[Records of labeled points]

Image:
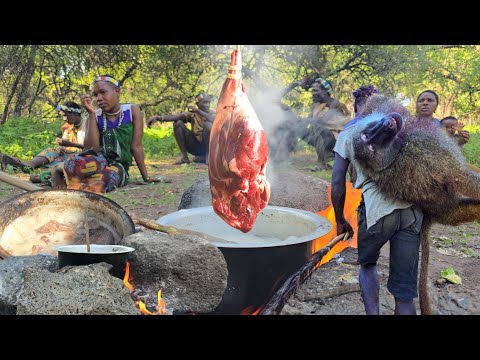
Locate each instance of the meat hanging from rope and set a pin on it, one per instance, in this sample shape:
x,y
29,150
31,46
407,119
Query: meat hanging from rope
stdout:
x,y
238,155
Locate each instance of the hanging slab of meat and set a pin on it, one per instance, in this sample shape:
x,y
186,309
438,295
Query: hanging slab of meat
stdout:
x,y
238,155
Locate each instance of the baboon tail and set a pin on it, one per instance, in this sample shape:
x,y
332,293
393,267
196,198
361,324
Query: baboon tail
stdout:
x,y
467,210
425,307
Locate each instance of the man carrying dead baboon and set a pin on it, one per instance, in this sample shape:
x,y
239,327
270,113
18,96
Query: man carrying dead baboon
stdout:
x,y
404,165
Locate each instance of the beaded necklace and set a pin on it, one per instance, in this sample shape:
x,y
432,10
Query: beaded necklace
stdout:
x,y
122,114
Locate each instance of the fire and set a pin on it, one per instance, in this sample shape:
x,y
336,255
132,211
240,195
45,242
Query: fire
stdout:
x,y
160,308
352,200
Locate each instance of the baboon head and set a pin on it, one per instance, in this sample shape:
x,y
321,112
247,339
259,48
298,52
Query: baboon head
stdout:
x,y
378,144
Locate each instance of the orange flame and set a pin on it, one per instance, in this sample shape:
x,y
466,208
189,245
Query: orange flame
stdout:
x,y
352,200
127,277
160,308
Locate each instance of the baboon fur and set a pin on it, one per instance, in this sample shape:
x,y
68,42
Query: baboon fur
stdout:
x,y
420,164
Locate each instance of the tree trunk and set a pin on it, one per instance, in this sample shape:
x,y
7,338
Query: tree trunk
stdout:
x,y
27,74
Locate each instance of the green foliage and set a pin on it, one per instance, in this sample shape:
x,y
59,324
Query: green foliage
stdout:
x,y
159,141
471,150
25,137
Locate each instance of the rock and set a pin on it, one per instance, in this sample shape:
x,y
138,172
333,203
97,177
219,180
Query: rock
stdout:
x,y
74,290
11,277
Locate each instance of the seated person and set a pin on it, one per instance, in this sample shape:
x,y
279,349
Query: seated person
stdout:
x,y
73,135
113,139
196,140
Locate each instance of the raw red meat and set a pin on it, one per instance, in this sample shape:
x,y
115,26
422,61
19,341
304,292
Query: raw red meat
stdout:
x,y
238,155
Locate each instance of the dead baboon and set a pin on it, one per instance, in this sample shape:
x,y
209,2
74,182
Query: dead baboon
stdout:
x,y
417,162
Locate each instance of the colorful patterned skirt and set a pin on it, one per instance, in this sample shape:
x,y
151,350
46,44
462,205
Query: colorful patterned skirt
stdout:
x,y
92,173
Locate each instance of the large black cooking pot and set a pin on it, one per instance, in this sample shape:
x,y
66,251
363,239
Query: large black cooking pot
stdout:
x,y
258,262
39,221
115,255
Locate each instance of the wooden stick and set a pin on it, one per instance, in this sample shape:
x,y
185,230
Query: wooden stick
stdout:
x,y
279,299
87,232
170,230
336,291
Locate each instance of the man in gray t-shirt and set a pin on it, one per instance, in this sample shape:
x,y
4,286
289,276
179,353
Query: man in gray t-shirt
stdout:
x,y
380,219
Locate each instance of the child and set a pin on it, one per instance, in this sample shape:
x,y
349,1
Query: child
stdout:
x,y
73,134
455,130
114,134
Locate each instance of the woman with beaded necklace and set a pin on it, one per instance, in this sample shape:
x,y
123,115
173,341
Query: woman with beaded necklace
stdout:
x,y
114,135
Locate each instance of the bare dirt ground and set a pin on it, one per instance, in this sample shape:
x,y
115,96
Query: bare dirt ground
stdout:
x,y
333,288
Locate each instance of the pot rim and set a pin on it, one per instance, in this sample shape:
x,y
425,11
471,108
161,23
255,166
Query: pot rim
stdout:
x,y
94,249
322,226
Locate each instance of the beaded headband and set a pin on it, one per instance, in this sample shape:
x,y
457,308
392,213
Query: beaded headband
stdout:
x,y
200,97
69,109
106,78
325,84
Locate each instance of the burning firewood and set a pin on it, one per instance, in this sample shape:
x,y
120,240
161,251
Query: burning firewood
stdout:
x,y
238,155
170,230
278,301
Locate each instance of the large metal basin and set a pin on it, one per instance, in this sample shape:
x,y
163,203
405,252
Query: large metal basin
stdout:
x,y
39,221
261,260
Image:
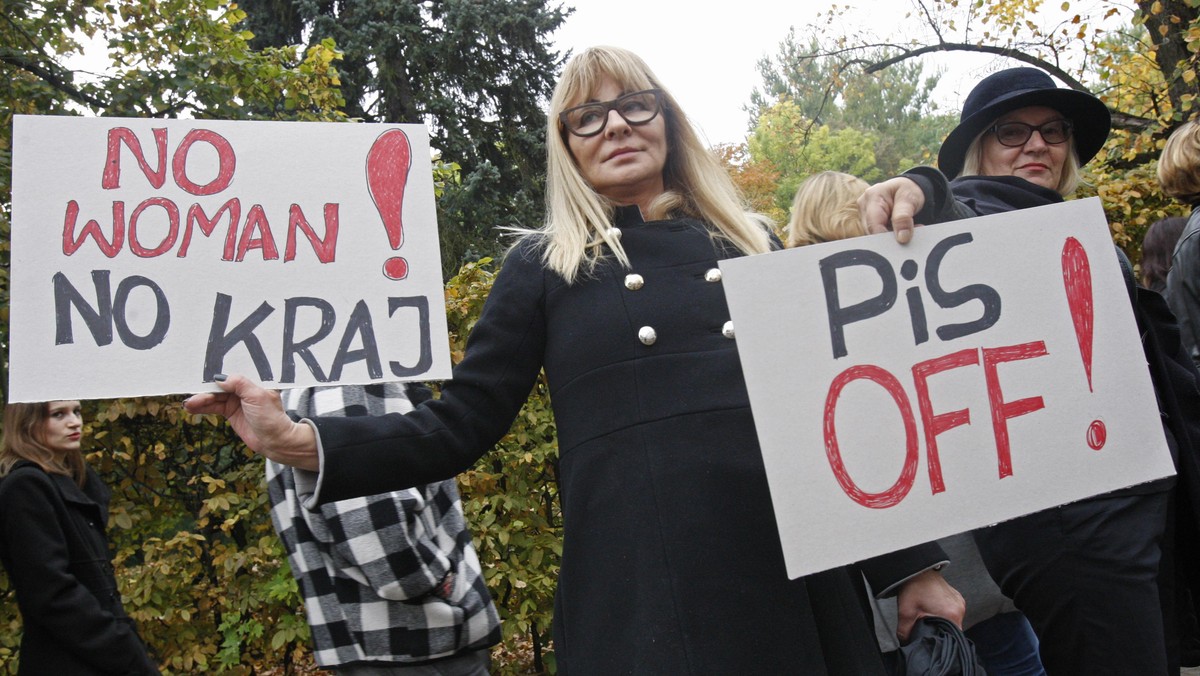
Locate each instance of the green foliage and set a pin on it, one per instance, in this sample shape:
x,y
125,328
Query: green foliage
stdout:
x,y
197,560
892,107
510,498
797,148
817,113
205,578
478,72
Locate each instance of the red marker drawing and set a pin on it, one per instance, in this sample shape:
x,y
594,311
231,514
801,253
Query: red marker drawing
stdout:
x,y
388,163
1077,279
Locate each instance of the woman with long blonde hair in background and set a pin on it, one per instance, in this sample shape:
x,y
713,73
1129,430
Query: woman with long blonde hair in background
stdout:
x,y
53,545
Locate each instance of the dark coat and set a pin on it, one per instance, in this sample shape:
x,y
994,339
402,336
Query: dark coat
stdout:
x,y
55,551
1179,399
671,556
1183,285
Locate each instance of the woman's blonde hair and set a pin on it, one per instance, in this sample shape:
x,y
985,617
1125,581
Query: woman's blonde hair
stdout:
x,y
1179,167
579,219
24,438
1068,180
826,209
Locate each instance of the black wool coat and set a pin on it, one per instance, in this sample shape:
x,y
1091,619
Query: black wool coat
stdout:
x,y
671,556
55,550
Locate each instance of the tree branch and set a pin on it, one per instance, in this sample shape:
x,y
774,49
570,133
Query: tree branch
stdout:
x,y
1120,120
22,61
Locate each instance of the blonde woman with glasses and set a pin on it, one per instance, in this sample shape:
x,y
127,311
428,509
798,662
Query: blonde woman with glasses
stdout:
x,y
671,558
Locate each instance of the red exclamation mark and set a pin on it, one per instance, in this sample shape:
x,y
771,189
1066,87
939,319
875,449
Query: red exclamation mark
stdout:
x,y
388,162
1077,279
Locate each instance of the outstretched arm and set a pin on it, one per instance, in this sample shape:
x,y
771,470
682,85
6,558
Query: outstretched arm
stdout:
x,y
892,205
257,417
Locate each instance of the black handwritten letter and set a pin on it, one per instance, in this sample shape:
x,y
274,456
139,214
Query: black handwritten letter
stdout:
x,y
947,299
292,348
221,342
99,319
426,359
358,325
875,306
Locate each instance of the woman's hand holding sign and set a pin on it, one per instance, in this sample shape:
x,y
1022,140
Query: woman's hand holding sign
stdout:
x,y
257,416
892,205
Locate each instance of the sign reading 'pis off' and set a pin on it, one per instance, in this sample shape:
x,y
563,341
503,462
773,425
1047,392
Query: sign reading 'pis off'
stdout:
x,y
150,255
989,369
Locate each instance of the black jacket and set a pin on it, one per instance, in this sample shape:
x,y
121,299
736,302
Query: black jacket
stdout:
x,y
1183,285
671,556
55,551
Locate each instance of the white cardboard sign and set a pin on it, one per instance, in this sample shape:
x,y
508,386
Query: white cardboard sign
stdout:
x,y
149,255
989,369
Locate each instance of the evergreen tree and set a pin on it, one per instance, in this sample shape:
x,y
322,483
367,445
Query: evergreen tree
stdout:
x,y
477,72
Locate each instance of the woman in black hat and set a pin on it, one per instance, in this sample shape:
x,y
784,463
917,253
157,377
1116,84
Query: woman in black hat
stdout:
x,y
1086,574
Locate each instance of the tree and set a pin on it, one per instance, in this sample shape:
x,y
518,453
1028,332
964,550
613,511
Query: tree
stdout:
x,y
199,567
1140,59
478,72
797,149
894,107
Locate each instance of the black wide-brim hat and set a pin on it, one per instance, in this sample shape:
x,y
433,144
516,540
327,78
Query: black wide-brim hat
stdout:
x,y
1018,88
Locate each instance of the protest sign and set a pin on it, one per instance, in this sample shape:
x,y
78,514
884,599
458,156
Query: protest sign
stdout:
x,y
150,255
989,369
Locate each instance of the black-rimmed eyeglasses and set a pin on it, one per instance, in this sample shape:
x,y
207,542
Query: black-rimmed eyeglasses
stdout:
x,y
1014,135
589,119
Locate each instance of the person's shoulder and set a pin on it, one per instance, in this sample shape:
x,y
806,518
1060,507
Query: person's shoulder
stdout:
x,y
23,479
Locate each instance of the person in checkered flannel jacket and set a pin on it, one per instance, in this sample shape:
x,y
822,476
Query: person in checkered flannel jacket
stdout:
x,y
391,582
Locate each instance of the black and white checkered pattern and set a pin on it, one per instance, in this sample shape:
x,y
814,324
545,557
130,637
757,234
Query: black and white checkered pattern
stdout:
x,y
390,578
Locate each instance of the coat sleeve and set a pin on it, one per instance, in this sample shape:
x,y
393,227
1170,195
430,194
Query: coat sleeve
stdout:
x,y
385,540
1183,286
445,436
888,572
940,204
48,592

* _Work to do_: Copy out exactly the lines from the line with "Locate each instance of the protest" to the end of the listing, including both of those lines, and give nothing else.

* _Answer for the task_:
Locate each instance of the protest sign and set a pin on it, one per instance, in this sample shape:
x,y
78,514
884,599
458,156
Query: protest sign
stdout:
x,y
150,255
989,369
Locate each instance of the black-rimmed eyeglasses and set a pin on it, one per instance, in this sample shape:
x,y
207,542
Query: black-rimmed eyeglasses
stdout:
x,y
1014,135
589,119
Locate each instance of the person's shoulder and set a pin on it, one per instance, in this sample shape:
x,y
806,518
1060,507
Query: person's shoulder
stdout:
x,y
23,479
Locate each instance of the person in checkered flannel jacket and set a pin on it, one per instance, in this sample shape:
x,y
822,476
Query: person in checkered flannel jacket
stdout:
x,y
391,582
Locate each instance of the black and white checkered pattern and set a pin on it, one per instance, in this sample shape:
x,y
814,324
545,557
130,637
757,234
Query: black and white checkered pattern
stdout:
x,y
390,578
Locate each instance of the coat sleeve and set a pin on it, one per instance, in this sample shape:
x,y
393,227
1170,195
430,194
Query: coat sleeve
stdout:
x,y
385,540
1183,286
445,436
888,572
940,204
48,592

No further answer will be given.